◆ **TASK TO CARRY OUT**: Lay out the rows from the line with "Task: point out the butterfly in" to the line with "point(263, 170)" as a two-column CSV headed instruction and points. Give one line per row, with its text under instruction and its answer under points, each field in double quotes and any line breaks replaced by spaces.

──────── TASK INPUTS ────────

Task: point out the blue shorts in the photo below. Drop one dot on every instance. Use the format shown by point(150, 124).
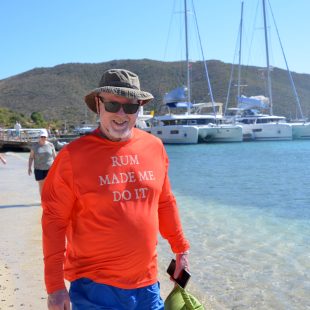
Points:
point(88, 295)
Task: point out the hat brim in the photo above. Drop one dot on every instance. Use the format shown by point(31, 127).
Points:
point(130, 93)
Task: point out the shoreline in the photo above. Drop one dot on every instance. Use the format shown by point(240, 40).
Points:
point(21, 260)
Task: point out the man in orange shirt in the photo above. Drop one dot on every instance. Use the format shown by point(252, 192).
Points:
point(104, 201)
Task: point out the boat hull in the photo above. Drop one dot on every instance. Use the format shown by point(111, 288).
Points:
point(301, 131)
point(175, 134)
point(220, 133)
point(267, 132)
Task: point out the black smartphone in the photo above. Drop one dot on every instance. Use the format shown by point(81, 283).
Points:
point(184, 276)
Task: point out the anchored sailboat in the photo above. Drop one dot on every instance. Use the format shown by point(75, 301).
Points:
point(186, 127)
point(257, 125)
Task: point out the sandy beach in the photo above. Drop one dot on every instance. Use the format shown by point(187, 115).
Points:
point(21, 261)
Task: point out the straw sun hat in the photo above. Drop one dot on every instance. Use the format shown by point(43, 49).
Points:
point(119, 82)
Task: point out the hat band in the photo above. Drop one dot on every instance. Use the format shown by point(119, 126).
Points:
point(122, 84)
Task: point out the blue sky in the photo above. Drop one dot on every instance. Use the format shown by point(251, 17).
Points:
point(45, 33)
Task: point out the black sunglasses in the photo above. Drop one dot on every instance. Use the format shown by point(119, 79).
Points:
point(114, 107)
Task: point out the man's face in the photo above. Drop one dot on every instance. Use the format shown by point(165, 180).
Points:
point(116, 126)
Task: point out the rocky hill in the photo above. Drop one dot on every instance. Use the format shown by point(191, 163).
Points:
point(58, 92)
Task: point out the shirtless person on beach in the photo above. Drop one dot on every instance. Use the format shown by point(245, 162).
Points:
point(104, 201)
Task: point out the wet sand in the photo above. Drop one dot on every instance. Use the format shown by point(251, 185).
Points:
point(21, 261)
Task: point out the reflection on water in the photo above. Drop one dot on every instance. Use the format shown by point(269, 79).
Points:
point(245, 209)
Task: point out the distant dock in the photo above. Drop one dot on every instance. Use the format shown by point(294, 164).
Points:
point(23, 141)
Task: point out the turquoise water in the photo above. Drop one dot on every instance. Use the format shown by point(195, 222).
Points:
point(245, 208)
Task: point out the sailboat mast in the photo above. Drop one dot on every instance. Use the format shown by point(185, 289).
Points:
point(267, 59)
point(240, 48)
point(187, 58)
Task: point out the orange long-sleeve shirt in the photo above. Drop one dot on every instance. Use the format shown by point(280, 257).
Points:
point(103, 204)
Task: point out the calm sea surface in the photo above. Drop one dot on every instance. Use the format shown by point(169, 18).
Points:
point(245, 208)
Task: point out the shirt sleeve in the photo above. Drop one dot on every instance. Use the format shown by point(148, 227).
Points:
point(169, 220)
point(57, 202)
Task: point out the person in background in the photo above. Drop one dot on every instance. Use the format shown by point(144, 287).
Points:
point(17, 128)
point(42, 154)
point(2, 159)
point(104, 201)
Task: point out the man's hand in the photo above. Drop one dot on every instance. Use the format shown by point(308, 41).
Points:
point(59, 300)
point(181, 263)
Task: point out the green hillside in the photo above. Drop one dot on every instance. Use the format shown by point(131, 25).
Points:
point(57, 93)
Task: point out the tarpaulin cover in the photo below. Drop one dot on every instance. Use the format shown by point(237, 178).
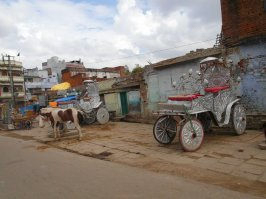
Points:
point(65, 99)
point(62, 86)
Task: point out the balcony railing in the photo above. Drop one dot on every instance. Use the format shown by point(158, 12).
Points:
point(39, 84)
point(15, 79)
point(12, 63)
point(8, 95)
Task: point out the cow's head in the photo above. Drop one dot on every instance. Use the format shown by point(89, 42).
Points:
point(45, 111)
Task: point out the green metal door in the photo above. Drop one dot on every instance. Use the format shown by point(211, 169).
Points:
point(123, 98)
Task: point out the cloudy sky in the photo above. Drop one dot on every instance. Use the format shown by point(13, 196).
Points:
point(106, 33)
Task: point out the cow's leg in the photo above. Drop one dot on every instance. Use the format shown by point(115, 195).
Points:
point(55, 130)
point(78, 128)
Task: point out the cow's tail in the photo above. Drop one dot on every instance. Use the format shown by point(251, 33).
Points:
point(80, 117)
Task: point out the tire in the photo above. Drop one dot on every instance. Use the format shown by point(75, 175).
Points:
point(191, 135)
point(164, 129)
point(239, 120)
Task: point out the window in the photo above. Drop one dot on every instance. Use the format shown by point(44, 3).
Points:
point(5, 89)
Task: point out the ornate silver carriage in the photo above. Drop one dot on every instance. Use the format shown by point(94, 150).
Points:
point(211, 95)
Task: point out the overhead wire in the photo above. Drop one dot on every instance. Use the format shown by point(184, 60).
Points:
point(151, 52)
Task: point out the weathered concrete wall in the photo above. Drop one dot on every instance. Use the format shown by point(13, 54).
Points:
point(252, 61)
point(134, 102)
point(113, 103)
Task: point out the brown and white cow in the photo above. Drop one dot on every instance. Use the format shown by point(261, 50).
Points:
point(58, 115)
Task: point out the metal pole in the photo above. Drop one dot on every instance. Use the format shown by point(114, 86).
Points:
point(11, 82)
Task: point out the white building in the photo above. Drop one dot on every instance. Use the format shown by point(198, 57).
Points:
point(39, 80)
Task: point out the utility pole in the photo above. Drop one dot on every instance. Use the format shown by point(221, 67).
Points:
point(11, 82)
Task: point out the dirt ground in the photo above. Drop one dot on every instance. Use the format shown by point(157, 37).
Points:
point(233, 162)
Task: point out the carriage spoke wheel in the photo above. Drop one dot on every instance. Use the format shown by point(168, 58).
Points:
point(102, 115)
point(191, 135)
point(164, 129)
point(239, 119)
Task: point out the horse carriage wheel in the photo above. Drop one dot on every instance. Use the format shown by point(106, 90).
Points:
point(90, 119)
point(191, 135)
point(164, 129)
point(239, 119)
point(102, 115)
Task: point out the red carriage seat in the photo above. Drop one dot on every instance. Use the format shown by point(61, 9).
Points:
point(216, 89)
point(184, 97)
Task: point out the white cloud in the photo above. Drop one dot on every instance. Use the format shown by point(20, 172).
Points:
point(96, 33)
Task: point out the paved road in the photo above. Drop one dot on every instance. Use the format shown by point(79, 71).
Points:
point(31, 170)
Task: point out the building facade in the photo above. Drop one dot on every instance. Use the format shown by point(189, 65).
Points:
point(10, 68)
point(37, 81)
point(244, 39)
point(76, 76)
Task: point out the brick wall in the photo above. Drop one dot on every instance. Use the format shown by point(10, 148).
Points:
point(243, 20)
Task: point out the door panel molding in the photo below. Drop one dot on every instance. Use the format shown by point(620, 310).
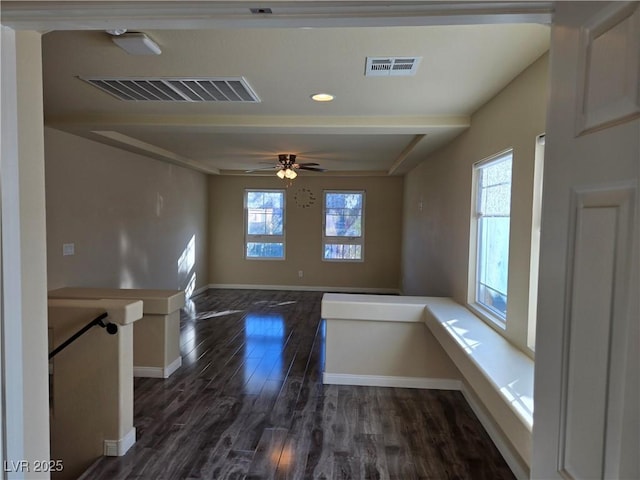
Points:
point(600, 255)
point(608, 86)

────────
──────── TASK INPUTS ────────

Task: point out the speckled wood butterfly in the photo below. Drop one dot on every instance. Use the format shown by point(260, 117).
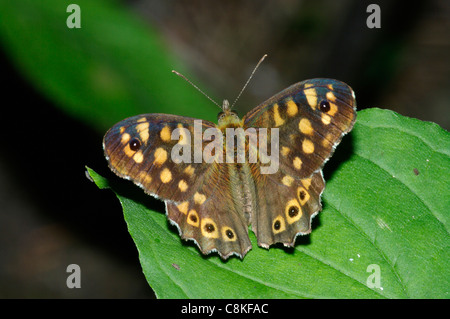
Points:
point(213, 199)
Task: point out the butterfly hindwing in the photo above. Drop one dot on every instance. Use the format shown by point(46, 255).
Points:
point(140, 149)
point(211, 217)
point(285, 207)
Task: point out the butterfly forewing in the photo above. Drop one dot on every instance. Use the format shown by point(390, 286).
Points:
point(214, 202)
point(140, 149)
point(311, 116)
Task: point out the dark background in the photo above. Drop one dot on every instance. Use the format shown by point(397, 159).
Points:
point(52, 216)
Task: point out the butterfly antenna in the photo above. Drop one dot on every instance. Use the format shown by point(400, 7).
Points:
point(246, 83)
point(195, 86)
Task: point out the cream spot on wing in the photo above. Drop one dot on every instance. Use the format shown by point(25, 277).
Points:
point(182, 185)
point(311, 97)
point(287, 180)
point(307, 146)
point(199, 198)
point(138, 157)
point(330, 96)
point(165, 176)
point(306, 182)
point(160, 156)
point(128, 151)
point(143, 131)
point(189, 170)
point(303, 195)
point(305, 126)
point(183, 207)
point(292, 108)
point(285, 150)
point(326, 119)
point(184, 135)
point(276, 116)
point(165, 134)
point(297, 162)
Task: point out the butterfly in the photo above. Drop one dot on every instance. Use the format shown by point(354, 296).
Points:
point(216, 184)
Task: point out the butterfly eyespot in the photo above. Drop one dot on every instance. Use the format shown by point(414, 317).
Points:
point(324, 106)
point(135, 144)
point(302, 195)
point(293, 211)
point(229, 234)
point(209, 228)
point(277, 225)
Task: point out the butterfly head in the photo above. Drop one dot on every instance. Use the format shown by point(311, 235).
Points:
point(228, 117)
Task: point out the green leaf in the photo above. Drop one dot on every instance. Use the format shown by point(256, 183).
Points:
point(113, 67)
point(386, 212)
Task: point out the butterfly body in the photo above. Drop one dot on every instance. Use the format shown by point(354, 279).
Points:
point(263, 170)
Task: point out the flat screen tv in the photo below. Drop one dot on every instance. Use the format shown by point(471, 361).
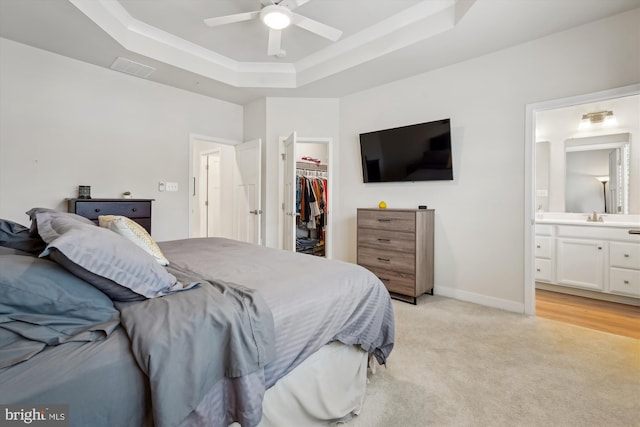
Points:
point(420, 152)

────────
──────── TASK INPUTS ────────

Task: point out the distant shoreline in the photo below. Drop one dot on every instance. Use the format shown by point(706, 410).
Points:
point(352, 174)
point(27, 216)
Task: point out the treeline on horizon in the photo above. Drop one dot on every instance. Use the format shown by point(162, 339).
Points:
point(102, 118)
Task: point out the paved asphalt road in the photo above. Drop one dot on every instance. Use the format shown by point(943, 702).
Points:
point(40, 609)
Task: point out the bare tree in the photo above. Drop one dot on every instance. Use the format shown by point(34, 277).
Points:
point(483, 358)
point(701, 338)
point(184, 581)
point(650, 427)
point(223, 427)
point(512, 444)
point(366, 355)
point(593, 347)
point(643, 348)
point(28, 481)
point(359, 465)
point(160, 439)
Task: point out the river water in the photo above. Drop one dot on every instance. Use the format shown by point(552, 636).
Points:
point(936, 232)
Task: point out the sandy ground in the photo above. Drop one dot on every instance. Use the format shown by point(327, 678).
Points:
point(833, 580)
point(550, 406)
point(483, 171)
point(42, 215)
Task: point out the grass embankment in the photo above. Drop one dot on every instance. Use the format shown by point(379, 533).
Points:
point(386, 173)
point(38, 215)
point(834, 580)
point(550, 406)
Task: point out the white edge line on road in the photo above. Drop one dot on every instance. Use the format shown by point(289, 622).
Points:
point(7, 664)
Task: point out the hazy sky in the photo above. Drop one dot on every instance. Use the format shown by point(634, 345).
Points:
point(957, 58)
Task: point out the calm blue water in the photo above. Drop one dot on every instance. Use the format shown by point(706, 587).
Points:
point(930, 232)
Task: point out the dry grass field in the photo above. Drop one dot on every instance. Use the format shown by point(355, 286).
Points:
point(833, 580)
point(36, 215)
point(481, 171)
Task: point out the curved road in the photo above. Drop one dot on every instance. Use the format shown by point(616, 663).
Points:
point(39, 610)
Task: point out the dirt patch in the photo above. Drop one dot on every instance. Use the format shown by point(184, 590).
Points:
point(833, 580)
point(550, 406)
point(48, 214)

────────

◆ **COMPLETE RESPONSE**:
instruction,points
"Task: point out the butterfly in the photo above. Drop one dot on every instance. Use the format shown by point(354, 296). Points:","point(216, 184)"
"Task: point out the butterfly eyespot in the photo above. Drop one dot on every instance. Use the format shown by point(414, 317). Points:","point(324, 106) point(135, 144) point(302, 195) point(293, 211) point(229, 234) point(209, 228) point(277, 225)"
"Task: point out the butterfly head in the photo above. Drop one dot on every instance. Use the format shown by point(311, 235). Points:","point(228, 117)"
"Task: point out the green leaf in the photo above. Drop one dot on every instance. Use the format shown by point(256, 183). Points:","point(113, 67) point(386, 212)"
"Task: point out the butterfly body in the photo above. Drop one dot on every instance. Use the format shown by point(354, 279). Points:","point(263, 170)"